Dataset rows
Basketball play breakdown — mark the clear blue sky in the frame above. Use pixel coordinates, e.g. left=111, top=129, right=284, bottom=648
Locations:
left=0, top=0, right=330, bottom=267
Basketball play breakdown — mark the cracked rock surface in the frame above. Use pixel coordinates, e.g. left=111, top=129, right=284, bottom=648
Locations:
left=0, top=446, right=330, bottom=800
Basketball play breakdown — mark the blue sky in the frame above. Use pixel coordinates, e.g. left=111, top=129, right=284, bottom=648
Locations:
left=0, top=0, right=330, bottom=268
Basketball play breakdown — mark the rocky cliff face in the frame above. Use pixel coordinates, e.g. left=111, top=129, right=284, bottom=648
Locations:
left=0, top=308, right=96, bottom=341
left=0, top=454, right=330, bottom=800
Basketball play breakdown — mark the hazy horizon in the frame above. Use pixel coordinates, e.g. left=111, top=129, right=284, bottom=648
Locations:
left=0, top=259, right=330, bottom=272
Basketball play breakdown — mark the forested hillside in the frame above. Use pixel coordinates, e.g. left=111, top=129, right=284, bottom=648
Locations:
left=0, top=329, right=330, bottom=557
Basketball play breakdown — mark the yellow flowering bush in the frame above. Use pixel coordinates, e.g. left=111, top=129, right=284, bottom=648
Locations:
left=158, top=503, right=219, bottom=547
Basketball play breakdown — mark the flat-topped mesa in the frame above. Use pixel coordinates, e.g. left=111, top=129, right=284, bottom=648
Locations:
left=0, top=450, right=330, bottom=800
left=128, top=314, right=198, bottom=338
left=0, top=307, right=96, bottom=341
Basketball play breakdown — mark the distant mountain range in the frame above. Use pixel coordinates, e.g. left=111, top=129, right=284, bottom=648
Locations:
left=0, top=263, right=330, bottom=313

==

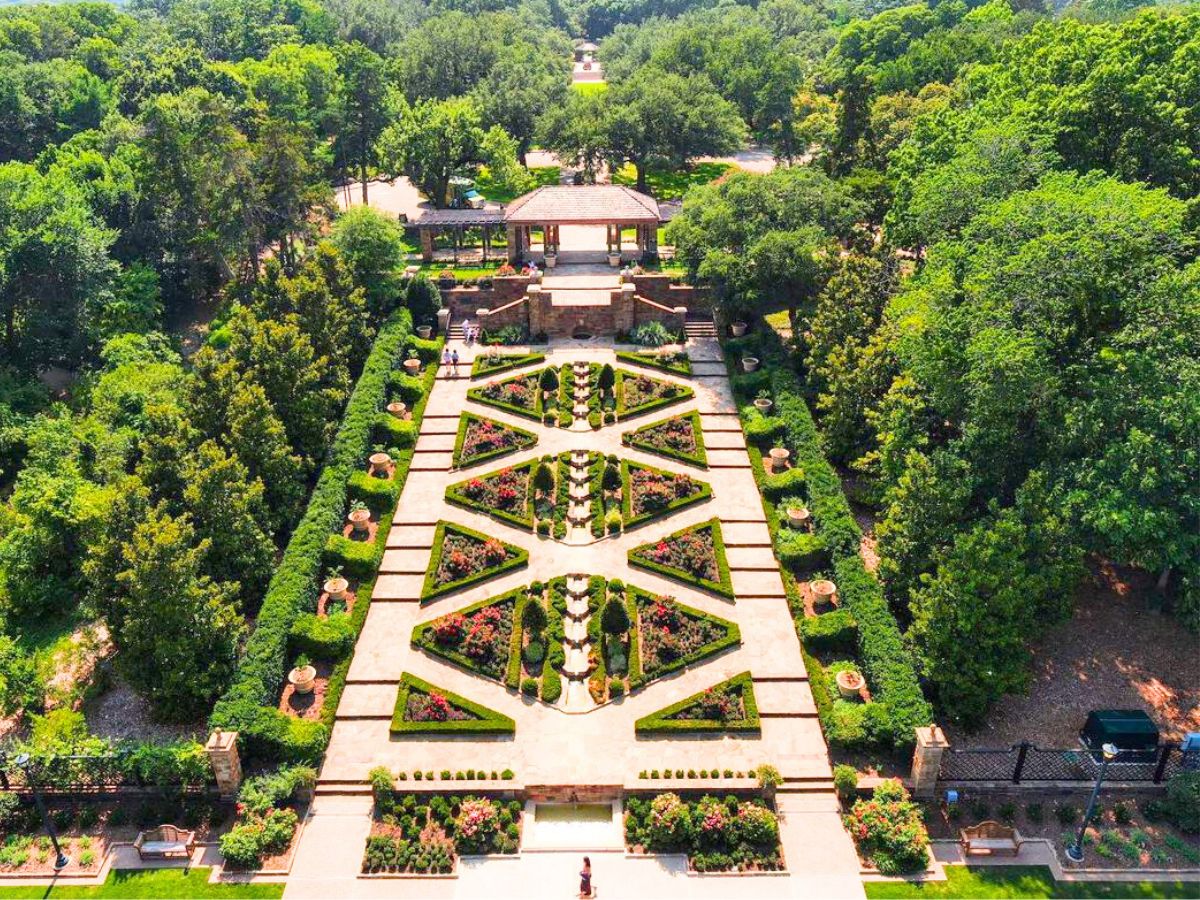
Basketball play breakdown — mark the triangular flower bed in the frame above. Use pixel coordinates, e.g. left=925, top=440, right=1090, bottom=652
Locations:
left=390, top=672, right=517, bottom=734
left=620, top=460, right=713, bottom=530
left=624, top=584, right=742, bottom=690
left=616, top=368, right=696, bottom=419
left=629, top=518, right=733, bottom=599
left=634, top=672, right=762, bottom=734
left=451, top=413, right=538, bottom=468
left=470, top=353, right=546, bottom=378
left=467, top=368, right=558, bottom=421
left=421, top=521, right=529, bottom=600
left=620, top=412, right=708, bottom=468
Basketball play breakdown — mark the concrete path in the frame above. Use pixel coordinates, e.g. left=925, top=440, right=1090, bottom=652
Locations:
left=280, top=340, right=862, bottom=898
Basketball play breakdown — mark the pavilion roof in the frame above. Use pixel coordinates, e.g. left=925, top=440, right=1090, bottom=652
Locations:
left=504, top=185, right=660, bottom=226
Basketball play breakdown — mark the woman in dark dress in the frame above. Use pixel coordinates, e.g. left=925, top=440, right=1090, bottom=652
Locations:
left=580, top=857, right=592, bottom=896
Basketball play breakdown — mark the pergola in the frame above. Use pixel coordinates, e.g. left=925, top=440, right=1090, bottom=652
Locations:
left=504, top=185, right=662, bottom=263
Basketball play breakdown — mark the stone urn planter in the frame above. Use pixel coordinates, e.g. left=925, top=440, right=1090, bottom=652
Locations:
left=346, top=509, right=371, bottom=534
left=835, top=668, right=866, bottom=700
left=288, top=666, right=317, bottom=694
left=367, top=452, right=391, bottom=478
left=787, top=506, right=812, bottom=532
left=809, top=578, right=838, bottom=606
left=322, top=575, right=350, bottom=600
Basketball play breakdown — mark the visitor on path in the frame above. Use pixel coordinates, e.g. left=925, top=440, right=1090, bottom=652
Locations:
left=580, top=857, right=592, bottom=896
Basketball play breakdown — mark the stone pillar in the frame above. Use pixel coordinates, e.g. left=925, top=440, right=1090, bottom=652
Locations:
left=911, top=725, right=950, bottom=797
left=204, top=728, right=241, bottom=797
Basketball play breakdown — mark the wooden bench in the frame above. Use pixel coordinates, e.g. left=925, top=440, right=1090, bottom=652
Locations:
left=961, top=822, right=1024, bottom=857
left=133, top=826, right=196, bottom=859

● Given problem: Rewrite everything from the line containing "Basketball play breakdown — mark the yellow" down to the line containing "left=0, top=307, right=96, bottom=341", substituting "table mountain" for "flat-topped mesa" and leaving all else unchanged.

● Output of the task:
Basketball play breakdown — mark the yellow flowering bush in the frame above. Use pixel coordinates, e.g. left=111, top=129, right=284, bottom=648
Locations:
left=158, top=503, right=219, bottom=547
Basketball play breakdown — mark the table mountain in the frame above. Use pixel coordinates, e.g. left=111, top=129, right=284, bottom=648
Locations:
left=0, top=450, right=330, bottom=800
left=128, top=314, right=198, bottom=338
left=0, top=307, right=96, bottom=341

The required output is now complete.